## [Instruções da tarefa]
No texto sobre bioeconomia, quais atores aparecem entre parênteses depois de "a sociedade, no seu conjunto"? Liste todos.

## [Texto de origem]
========================================
CARINA PIMENTA – diretora-executiva da Conexsus (Instituto
Conexões Sustentáveis) e ANDREA AZEVEDO – diretora de
Desenvolvimento Institucional da Conexsus.

Publicado na Revista Interesse Nacional. Ano 13 • edição especial 01 • bioeconomia • agosto 2020

A Organização das Nações Unidas para Agricultura e alimentação (FAO) define bioeconomia como produção, utilização e conservação de recursos biológicos, incluindo conhecimento, ciência, tecnologia e inovação para disponibilizar informação, produtos, processos e serviços para todos os setores econômicos que buscam uma economia sustentável [1]. Quando falamos de bioeconomia, sobretudo em um contexto de sustentabilidade ambiental e social, estamos falando de uma economia que deve ser capaz de usar a riqueza natural de maneira sustentável, para que esses resultados se traduzam em dois benefícios principais: a) conservação dos biomas naturais e seus recursos; b) na melhoria do bem-estar das populações que vivem da/na floresta e que detêm muito conhecimento sobre ela. Não é possível chegar a essa bioeconomia inclusiva sem a presença e a participação ativa dessas comunidades.

Ainda hoje, a floresta é vista por muitos como empecilho para o desenvolvimento – os números do desmatamento da Amazônia voltaram a subir pela primeira vez desde 2005, tendo chegado a mais de 10.000 km2 em 2019, uma alta de 34% em relação a 2018 [2]. A biodiversidade dos biomas brasileiros, de maneira especial da Amazônia e do Cerrado, é subestimada em relação ao potencial econômico que pode oferecer.

É premente e muito importante que a sociedade, no seu conjunto (Estado, empresas privadas, instituições financeiras, investidores de impacto, sociedade civil e movimentos sociais), cada um desempenhando papéis específicos e complementares, consiga implementar um novo caminho de desenvolvimento e de crescimento econômico no qual o desmatamento não seja protagonista. A primeira lição que aprendemos é que não existe um modelo pronto (embora haja vários caminhos), portanto, teremos que construí-lo, devendo essa ser uma prioridade para o país.
========================================
## [Linhas fornecidas]
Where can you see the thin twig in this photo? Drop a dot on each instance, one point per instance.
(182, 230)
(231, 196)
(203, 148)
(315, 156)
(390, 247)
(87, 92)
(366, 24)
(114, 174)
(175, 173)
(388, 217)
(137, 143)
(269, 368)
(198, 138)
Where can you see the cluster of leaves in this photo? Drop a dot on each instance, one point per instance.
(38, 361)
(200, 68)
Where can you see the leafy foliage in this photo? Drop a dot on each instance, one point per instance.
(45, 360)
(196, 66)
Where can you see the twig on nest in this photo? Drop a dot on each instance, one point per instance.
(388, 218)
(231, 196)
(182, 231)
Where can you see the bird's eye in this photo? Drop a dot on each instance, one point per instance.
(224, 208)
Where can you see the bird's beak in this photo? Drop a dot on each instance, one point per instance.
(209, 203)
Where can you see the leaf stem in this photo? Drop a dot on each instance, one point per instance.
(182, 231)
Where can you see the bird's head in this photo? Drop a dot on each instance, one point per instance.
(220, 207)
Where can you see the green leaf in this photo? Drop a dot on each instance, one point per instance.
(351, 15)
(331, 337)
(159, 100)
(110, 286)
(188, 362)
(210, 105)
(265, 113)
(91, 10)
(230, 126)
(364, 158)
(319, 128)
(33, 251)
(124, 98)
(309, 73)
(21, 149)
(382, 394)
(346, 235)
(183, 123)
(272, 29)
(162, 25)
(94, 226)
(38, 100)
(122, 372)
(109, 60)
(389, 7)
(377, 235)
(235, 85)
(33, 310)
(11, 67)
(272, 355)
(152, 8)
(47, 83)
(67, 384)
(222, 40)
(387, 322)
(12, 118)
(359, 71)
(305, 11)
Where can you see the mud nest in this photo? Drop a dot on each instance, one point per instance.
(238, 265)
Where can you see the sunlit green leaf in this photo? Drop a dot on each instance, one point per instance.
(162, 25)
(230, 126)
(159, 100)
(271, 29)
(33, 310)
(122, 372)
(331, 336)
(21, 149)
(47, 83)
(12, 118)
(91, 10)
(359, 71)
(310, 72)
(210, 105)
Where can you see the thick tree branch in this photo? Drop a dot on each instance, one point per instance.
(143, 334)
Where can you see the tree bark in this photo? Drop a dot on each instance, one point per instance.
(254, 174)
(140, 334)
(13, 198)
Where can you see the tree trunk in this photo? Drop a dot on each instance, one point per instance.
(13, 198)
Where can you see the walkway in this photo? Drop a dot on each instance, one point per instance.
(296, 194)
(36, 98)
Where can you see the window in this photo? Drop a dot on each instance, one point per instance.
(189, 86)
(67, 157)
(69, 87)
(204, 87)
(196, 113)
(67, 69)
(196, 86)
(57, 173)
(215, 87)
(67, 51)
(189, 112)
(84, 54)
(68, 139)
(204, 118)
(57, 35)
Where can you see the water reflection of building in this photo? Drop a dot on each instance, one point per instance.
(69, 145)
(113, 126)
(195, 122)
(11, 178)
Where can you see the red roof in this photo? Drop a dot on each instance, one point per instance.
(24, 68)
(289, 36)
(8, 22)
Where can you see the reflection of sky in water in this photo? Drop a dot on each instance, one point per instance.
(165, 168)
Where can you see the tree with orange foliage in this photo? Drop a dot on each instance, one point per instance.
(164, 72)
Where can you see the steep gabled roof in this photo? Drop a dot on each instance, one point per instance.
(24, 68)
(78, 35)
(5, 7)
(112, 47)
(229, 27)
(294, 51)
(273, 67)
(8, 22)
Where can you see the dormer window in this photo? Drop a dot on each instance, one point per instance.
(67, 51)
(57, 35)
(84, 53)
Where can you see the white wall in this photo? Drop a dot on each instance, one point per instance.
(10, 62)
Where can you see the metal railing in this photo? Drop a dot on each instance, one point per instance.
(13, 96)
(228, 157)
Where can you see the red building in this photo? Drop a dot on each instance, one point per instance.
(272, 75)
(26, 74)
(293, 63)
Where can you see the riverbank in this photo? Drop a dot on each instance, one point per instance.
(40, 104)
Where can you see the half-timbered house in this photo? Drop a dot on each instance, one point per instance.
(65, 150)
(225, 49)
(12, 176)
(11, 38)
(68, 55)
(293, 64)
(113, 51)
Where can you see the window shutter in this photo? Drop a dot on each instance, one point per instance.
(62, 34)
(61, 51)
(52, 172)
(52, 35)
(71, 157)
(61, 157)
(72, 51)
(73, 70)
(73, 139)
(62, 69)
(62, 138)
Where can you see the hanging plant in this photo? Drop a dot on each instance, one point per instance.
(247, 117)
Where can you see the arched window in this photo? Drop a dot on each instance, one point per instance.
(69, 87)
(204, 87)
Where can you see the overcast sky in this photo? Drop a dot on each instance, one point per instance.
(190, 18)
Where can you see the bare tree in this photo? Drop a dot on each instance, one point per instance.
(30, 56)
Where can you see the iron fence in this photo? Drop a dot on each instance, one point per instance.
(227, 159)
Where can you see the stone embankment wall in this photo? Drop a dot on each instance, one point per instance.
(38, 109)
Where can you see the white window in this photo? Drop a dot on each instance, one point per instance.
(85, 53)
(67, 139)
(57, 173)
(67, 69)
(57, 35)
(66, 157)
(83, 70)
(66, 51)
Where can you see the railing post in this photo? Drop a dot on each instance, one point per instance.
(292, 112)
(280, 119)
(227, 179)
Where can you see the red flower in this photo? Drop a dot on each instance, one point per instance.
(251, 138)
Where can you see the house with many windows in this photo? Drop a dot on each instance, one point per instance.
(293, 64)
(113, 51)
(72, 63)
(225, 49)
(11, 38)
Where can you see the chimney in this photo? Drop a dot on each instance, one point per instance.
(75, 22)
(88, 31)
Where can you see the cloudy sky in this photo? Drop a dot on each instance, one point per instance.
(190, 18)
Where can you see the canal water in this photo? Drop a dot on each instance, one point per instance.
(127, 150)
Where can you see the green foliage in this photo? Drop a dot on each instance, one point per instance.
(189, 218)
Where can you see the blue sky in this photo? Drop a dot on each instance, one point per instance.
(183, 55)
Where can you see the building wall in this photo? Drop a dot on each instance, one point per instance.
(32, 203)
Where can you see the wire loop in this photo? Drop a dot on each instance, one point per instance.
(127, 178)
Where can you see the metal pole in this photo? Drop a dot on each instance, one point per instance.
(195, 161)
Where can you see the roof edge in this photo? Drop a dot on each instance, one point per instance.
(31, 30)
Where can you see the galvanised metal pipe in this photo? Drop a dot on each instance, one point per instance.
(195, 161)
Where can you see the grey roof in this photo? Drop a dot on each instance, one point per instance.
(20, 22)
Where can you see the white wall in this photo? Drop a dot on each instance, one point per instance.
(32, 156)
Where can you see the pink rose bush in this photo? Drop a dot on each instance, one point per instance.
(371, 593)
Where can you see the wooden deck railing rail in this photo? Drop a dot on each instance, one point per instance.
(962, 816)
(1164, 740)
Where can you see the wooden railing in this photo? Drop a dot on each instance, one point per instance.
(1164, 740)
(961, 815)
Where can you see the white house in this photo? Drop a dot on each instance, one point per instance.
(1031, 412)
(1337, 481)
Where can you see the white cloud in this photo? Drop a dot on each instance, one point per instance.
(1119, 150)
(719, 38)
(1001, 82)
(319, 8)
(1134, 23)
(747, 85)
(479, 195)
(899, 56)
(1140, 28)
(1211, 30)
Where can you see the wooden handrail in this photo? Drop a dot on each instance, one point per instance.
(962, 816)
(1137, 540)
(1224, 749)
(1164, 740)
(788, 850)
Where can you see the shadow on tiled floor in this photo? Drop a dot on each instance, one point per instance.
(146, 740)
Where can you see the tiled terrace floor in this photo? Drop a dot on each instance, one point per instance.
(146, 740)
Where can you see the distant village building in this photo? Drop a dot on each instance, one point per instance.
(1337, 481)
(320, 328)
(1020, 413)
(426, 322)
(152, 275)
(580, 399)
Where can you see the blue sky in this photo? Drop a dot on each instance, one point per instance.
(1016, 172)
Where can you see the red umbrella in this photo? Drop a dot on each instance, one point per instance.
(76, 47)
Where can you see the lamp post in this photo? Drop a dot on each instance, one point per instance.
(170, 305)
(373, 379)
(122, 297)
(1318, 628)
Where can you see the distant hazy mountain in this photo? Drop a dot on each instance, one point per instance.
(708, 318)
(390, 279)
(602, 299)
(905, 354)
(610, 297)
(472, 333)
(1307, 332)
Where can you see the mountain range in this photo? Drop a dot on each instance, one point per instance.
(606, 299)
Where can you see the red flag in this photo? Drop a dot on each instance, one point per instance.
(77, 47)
========================================
## [Resposta completa]
- Estado
- empresas privadas
- instituições financeiras
- investidores de impacto
- sociedade civil
- movimentos sociais